Exercise goal
When a line below contains the word "grass", copy that line.

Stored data
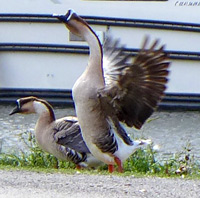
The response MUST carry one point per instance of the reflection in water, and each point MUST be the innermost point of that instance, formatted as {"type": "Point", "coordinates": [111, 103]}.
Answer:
{"type": "Point", "coordinates": [172, 131]}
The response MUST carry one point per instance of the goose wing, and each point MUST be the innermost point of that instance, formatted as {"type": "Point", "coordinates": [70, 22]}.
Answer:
{"type": "Point", "coordinates": [133, 90]}
{"type": "Point", "coordinates": [67, 133]}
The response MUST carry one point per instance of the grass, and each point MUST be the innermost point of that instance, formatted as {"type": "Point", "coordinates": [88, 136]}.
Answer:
{"type": "Point", "coordinates": [142, 162]}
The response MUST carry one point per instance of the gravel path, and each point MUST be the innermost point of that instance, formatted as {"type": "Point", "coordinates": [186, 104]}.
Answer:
{"type": "Point", "coordinates": [19, 184]}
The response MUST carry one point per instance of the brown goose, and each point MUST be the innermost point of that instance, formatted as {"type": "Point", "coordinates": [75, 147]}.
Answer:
{"type": "Point", "coordinates": [106, 95]}
{"type": "Point", "coordinates": [62, 137]}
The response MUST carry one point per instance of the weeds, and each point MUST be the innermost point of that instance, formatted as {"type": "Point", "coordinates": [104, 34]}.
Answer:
{"type": "Point", "coordinates": [143, 161]}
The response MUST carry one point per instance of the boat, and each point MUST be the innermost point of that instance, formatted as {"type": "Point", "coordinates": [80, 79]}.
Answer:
{"type": "Point", "coordinates": [38, 56]}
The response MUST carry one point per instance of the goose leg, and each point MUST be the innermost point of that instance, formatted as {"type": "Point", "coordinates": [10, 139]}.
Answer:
{"type": "Point", "coordinates": [119, 164]}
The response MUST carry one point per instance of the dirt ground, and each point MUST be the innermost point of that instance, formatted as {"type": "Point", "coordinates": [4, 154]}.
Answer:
{"type": "Point", "coordinates": [19, 184]}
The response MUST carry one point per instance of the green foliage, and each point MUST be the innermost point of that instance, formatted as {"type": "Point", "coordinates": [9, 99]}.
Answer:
{"type": "Point", "coordinates": [35, 157]}
{"type": "Point", "coordinates": [146, 162]}
{"type": "Point", "coordinates": [143, 161]}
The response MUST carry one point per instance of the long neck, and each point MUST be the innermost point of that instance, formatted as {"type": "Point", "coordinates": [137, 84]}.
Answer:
{"type": "Point", "coordinates": [95, 58]}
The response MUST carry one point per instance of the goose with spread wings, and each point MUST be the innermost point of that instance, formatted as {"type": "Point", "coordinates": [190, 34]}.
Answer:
{"type": "Point", "coordinates": [112, 90]}
{"type": "Point", "coordinates": [59, 137]}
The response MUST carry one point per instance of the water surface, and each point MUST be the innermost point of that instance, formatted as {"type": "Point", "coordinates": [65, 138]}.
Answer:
{"type": "Point", "coordinates": [172, 131]}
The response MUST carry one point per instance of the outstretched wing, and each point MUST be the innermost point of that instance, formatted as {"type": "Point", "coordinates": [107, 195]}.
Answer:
{"type": "Point", "coordinates": [67, 133]}
{"type": "Point", "coordinates": [133, 90]}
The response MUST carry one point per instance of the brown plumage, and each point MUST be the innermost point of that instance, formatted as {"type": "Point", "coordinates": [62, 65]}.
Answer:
{"type": "Point", "coordinates": [113, 89]}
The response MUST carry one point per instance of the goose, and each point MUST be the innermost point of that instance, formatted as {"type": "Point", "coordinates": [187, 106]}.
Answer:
{"type": "Point", "coordinates": [59, 137]}
{"type": "Point", "coordinates": [114, 91]}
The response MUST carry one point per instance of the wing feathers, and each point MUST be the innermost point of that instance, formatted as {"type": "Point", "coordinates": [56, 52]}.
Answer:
{"type": "Point", "coordinates": [134, 90]}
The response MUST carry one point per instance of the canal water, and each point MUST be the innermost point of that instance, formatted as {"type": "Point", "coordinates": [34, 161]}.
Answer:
{"type": "Point", "coordinates": [171, 132]}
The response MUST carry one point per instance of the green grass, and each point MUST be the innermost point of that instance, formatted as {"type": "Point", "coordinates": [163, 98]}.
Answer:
{"type": "Point", "coordinates": [143, 162]}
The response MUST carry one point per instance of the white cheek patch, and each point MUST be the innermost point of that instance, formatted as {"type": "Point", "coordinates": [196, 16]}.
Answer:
{"type": "Point", "coordinates": [39, 107]}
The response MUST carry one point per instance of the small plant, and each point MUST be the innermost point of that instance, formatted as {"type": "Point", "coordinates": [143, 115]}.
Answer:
{"type": "Point", "coordinates": [33, 156]}
{"type": "Point", "coordinates": [143, 161]}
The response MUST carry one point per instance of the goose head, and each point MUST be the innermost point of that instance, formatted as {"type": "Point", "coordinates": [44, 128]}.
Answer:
{"type": "Point", "coordinates": [31, 104]}
{"type": "Point", "coordinates": [73, 22]}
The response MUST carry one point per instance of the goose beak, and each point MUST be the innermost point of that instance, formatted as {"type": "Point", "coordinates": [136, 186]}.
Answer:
{"type": "Point", "coordinates": [64, 18]}
{"type": "Point", "coordinates": [15, 110]}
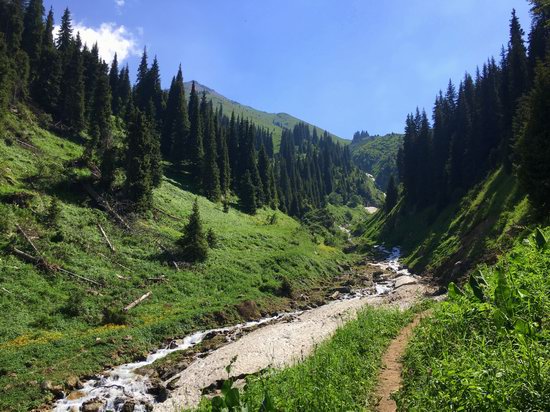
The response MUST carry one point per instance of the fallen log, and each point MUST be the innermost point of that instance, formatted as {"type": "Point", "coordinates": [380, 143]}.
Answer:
{"type": "Point", "coordinates": [137, 302]}
{"type": "Point", "coordinates": [104, 204]}
{"type": "Point", "coordinates": [27, 238]}
{"type": "Point", "coordinates": [106, 238]}
{"type": "Point", "coordinates": [39, 261]}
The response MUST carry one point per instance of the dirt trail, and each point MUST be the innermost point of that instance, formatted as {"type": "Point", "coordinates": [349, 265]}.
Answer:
{"type": "Point", "coordinates": [389, 380]}
{"type": "Point", "coordinates": [275, 345]}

Solution for this task
The response MUST carry one point per instance of the grass, and each point MUST be the innermost point of that instance, formatted as {"type": "Point", "coordinates": [88, 136]}.
The response MUST carry one point per instance of the green grass, and each point MUST be the innermost point of that instance, formatted as {"type": "Point", "coordinates": [163, 98]}.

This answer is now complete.